— Begin PASSAGE GIVEN —

What we would change¶
Five changes we would make if starting this project over, informed by the evaluation data and failure analysis.
Replace heuristic confidence estimation with a calibrated model. The biggest class of failures -- confident wrong answers and missed escalations -- traces to the confidence estimation heuristic being too generous. The current system uses retrieval relevance scores as a proxy for answer confidence, with a hard threshold at 0.5. This is better than no threshold (the baseline had none), but a calibrated model trained on (retrieval_score, answer_score) pairs from evaluation data would produce more nuanced escalation decisions. The data from the evaluation runs provides exactly the training signal needed: we know which retrieval scores led to correct answers and which led to failures.
Add query expansion for vocabulary mismatch cases. Several technical_detail failures traced to the user's query terminology not matching the document's vocabulary. "How does the idempotency tracker key its cache?" is a valid question, but "idempotency tracker" appears in the code while the documentation uses "deduplication" and "cache key." Query expansion -- generating 2-3 synonym queries before retrieval -- would bridge this gap without requiring an agent loop. This is a retrieval improvement, not an agent improvement.

— End PASSAGE GIVEN —
— Begin EXCERPTED RECORDS —

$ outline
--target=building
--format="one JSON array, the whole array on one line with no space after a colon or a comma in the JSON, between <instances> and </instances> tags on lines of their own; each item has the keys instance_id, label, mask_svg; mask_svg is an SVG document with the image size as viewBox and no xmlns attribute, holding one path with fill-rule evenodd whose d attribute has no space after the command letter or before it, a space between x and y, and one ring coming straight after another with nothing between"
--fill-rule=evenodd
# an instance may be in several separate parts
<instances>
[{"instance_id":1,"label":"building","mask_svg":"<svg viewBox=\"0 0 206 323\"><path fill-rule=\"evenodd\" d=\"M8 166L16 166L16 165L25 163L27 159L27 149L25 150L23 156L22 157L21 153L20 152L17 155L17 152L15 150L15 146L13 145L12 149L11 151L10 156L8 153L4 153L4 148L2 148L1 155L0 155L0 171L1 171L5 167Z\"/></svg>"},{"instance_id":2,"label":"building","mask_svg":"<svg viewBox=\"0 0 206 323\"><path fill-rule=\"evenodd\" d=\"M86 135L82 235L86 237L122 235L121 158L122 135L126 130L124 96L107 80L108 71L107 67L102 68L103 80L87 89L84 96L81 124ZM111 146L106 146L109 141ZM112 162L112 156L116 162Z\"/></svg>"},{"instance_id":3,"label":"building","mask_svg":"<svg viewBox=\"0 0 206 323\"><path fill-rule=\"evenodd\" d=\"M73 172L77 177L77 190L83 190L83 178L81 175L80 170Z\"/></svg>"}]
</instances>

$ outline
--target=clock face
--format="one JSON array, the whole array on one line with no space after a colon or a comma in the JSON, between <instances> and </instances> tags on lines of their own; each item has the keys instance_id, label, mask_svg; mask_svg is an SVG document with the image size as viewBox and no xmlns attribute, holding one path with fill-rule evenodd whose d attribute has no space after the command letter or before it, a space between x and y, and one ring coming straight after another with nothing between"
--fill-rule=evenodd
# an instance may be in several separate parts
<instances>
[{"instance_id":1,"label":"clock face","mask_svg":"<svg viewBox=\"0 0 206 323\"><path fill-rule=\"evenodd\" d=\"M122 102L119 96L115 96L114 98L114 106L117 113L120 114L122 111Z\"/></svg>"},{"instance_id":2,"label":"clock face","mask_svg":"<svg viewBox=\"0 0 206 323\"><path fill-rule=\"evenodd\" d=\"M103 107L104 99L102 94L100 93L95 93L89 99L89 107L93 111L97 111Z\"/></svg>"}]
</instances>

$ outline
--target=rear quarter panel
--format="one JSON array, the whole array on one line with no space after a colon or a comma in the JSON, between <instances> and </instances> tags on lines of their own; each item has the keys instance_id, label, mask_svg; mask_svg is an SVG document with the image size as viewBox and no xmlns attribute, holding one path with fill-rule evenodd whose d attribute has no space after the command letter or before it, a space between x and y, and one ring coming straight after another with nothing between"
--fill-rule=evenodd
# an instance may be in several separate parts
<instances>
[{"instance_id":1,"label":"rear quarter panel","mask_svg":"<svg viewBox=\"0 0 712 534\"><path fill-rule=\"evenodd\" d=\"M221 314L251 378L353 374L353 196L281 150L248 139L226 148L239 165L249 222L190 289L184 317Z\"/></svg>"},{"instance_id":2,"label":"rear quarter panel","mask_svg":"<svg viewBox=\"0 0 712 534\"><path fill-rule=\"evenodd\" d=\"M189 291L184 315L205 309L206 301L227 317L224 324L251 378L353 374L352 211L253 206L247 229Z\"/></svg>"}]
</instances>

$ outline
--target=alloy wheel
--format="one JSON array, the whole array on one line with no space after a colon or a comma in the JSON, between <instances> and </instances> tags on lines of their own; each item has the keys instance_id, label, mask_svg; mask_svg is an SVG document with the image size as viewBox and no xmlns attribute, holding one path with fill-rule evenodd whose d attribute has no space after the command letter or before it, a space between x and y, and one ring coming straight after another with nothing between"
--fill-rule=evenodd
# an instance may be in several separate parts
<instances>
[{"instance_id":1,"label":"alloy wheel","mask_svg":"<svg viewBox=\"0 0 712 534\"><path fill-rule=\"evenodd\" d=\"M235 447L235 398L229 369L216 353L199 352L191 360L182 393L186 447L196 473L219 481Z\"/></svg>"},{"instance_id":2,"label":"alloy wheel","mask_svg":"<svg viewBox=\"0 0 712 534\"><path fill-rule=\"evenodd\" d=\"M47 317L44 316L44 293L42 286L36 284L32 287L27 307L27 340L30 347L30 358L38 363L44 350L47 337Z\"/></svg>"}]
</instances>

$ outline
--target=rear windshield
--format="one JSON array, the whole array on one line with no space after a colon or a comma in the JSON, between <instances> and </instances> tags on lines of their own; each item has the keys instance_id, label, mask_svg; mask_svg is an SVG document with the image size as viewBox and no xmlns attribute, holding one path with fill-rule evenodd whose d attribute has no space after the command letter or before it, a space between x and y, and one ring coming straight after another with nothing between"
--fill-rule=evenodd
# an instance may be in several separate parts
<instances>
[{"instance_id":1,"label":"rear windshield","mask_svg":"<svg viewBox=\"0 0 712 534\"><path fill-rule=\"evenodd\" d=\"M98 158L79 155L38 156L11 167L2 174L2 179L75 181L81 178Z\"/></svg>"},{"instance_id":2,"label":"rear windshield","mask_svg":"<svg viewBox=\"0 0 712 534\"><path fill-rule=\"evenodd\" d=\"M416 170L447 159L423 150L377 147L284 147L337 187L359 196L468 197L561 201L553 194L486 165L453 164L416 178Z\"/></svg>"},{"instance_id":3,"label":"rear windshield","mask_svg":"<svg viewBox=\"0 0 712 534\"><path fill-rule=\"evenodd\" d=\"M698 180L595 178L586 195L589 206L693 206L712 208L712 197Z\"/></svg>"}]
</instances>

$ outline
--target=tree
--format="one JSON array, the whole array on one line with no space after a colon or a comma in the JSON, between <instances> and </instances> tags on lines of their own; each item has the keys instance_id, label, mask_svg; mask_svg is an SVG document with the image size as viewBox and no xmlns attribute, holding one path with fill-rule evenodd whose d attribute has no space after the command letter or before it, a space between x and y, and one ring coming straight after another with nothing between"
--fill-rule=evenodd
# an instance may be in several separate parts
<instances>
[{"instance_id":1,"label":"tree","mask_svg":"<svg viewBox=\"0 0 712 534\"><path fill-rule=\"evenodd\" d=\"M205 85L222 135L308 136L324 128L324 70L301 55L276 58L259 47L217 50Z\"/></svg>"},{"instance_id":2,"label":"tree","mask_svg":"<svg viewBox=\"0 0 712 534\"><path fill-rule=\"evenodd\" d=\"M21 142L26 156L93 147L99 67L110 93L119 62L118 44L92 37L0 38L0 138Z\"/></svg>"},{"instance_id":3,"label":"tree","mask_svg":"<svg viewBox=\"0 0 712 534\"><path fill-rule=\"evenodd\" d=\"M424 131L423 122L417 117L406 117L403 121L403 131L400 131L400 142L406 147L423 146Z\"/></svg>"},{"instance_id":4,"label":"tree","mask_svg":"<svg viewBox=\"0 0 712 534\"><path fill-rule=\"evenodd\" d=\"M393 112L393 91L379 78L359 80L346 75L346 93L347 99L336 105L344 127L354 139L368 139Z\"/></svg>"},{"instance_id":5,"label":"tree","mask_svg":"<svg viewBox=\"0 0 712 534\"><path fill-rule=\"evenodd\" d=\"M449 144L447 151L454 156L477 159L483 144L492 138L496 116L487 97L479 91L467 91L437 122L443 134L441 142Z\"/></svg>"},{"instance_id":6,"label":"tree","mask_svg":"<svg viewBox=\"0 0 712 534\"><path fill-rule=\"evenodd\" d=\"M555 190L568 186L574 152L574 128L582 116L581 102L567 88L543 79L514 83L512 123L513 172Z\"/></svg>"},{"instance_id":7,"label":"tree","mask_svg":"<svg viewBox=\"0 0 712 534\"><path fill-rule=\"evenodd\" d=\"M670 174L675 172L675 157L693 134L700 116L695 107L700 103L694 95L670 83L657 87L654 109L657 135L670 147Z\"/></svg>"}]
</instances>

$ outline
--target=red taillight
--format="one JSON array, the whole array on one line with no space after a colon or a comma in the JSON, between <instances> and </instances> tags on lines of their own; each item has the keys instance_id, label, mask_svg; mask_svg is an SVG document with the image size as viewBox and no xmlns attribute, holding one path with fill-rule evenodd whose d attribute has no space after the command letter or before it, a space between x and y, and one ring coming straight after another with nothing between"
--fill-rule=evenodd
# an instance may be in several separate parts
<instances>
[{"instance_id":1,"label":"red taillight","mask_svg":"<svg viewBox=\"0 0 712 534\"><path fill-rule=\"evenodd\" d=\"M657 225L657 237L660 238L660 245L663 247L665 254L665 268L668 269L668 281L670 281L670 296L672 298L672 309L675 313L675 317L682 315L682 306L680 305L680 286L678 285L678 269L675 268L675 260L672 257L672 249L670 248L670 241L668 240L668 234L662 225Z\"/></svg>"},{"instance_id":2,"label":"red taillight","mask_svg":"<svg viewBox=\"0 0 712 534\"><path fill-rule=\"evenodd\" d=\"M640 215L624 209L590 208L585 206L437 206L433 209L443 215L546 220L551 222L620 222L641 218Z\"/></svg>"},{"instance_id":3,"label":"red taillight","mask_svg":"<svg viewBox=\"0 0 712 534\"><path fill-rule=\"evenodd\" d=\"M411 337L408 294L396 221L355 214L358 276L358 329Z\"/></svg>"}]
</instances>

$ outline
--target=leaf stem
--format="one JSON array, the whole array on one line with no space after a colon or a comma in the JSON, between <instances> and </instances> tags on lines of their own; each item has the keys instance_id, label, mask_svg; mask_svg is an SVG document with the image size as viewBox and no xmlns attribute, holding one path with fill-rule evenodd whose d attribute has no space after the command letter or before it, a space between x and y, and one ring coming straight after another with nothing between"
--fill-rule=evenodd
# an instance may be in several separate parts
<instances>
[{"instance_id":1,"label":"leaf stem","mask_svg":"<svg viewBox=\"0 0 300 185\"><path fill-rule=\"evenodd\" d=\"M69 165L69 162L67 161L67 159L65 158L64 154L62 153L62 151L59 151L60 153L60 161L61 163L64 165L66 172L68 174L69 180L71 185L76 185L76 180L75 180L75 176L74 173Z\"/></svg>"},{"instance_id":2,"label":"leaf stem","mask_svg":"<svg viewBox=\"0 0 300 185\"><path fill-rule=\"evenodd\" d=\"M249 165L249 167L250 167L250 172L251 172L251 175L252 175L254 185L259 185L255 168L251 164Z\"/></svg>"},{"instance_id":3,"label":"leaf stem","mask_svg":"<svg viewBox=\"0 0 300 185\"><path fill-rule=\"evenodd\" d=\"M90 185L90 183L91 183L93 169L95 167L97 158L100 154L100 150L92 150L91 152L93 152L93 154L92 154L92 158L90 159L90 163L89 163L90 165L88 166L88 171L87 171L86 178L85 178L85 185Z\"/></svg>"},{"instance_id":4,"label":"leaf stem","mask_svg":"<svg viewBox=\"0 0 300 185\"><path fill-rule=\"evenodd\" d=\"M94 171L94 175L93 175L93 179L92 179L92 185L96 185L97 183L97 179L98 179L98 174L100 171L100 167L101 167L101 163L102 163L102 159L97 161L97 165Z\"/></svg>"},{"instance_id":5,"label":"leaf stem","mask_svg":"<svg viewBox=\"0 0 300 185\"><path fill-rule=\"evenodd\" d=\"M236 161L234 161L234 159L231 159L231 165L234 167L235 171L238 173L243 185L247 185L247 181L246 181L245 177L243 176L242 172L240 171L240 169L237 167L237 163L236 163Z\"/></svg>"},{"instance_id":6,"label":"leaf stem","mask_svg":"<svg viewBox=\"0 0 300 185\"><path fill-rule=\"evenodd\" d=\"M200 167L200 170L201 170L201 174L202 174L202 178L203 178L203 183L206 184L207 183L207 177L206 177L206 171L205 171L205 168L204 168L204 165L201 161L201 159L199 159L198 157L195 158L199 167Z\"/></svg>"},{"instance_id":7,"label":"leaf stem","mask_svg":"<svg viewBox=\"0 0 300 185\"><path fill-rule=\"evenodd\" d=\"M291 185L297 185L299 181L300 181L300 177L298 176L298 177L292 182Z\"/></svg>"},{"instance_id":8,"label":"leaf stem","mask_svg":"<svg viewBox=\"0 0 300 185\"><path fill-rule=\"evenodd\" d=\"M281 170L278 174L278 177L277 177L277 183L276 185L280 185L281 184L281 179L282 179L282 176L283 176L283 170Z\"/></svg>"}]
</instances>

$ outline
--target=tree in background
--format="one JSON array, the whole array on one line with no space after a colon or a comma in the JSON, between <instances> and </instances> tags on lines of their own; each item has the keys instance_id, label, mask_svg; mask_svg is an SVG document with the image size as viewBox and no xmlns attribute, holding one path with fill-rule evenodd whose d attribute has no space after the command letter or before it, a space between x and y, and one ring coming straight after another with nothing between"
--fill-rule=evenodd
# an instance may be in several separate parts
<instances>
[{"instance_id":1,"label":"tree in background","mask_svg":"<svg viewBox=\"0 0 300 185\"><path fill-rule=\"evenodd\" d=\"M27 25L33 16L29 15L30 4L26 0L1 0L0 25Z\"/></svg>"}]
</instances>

— End EXCERPTED RECORDS —

-- WHAT YOU WILL DO --
[A] Condense the paragraph in the "What we would change" passage that begins "Add query expansion for vocabulary mismatch cases" into two sentences, keeping its main facts.
[B] Reproduce the "What we would change" passage from "What we would" up to and including "led to failures.", without altering any wording.

-- TASK-BY-TASK OUTPUTS --
[A] Several technical_detail failures arose because the terms in users' queries did not match the documentation's vocabulary; for example, the code says "idempotency tracker," while the documentation uses "deduplication" and "cache key." Generating two or three synonym queries before retrieval would bridge this gap without an agent loop, making this a retrieval improvement rather than an agent improvement.

[B]
What we would change¶
Five changes we would make if starting this project over, informed by the evaluation data and failure analysis.
Replace heuristic confidence estimation with a calibrated model. The biggest class of failures -- confident wrong answers and missed escalations -- traces to the confidence estimation heuristic being too generous. The current system uses retrieval relevance scores as a proxy for answer confidence, with a hard threshold at 0.5. This is better than no threshold (the baseline had none), but a calibrated model trained on (retrieval_score, answer_score) pairs from evaluation data would produce more nuanced escalation decisions. The data from the evaluation runs provides exactly the training signal needed: we know which retrieval scores led to correct answers and which led to failures.